• [MATERIAL PROVIDED]
>>>
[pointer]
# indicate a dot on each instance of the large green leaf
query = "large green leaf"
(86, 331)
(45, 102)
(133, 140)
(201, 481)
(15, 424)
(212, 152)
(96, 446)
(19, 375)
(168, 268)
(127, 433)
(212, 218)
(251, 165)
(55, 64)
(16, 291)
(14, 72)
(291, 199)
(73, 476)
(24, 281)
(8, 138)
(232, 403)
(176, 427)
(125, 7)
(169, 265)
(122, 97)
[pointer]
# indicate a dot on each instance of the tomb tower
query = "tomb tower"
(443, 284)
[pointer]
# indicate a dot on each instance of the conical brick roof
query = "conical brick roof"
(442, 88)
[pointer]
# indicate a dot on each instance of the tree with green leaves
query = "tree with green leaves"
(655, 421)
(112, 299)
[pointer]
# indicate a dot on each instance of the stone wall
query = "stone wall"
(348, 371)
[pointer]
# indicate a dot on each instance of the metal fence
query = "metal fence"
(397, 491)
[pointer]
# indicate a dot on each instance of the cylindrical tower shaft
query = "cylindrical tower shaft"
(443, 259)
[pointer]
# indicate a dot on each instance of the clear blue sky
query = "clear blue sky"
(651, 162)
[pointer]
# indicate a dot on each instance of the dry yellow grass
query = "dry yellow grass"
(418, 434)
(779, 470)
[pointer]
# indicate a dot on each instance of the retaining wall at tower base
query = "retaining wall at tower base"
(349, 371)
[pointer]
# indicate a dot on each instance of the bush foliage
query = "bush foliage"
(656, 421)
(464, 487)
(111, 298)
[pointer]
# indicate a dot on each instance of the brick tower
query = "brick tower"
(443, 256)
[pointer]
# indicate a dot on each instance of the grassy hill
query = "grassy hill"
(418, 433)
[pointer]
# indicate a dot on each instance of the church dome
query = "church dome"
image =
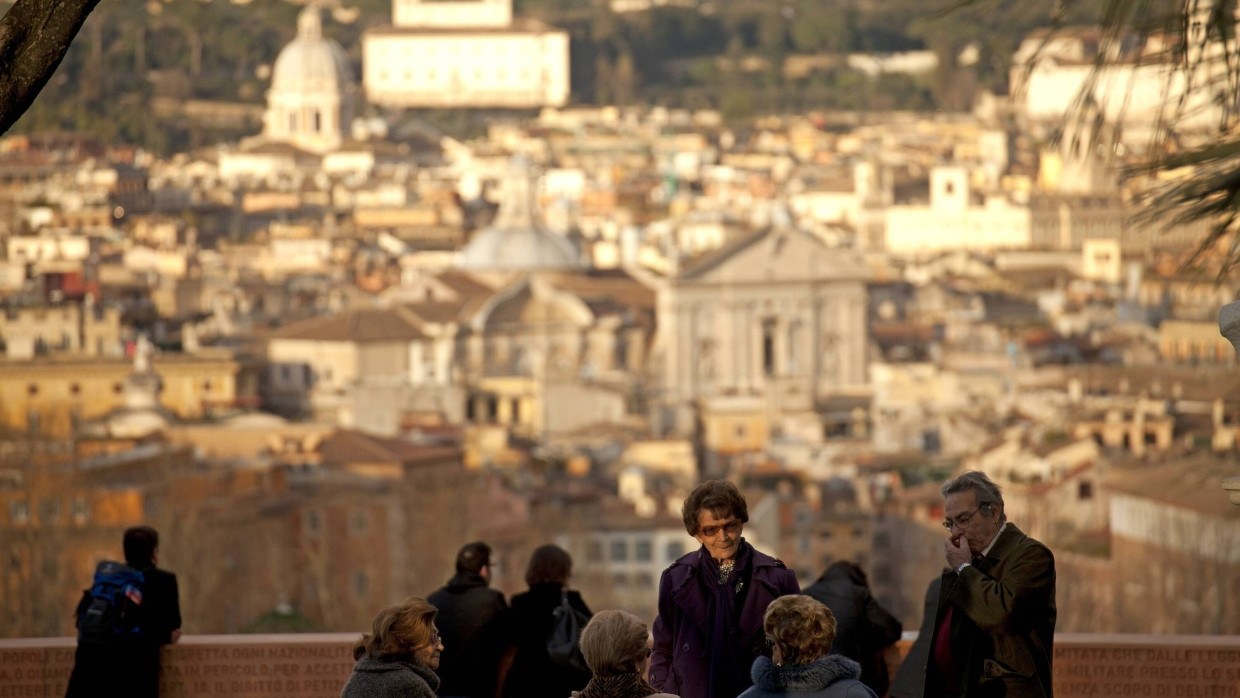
<<<
• [WHAT IS REQUIRED]
Rescale the entire listing above by rewriting every line, requests included, with each coordinate in the answers multiplied by 2.3 and rounded to the nearest whole number, halves rounding up. Leave the pictures out of your answer.

• [RESULT OF THE EXERCISE]
[pointer]
# indicate a dot on each instance of the large green leaf
query = "large green leaf"
(198, 761)
(104, 235)
(306, 322)
(462, 1106)
(35, 975)
(488, 350)
(221, 1026)
(44, 863)
(386, 616)
(292, 996)
(488, 501)
(577, 380)
(127, 147)
(37, 669)
(32, 166)
(669, 458)
(168, 1095)
(55, 646)
(18, 317)
(534, 927)
(405, 982)
(288, 16)
(389, 610)
(281, 223)
[pointer]
# indicate a dot on each instance of the tomb tower
query = "tomb tower"
(1019, 653)
[pointer]
# indicate a dot on each instance of the conical brick roof
query = "conical brick roof"
(1017, 202)
[pointer]
# indicate a dot on each instance of the tree with green leaves
query = "tree with green leaves"
(1507, 968)
(258, 688)
[pointer]
# indicate a dot on each instance of the stone wall
query = "stone wall"
(800, 853)
[pointer]
# indicate a dot on each instance of the metal fence
query = "metal fence"
(913, 1129)
[pointer]
# indicate a dot on each instance of the cylindrical tower shaft
query = "cylindrical tower shaft"
(1019, 596)
[pointer]
# indicate a dot on each instance of the clear blue sky
query = "clear blue sky"
(1497, 373)
[pointer]
# indicate a dot on each instance of the dry yellow grass
query = "dry yellow grass"
(961, 998)
(1792, 1081)
[pointer]
# indicate a dot on each instance of the retaining wall at tower base
query = "retaining wall at tower base"
(803, 853)
[pointer]
# indicate a dot on each instance of the bush foliage
query = "bush foliage"
(1509, 968)
(1067, 1120)
(255, 685)
[pointer]
# indicate a dot on each instance of the brick tower
query = "brick tower"
(1019, 589)
[pointer]
# indicate a dot on each instance of the grassy hill
query = "grassy hill"
(961, 996)
[pointer]
# indicate a dot on each instance of the church dome
query = "church dome"
image =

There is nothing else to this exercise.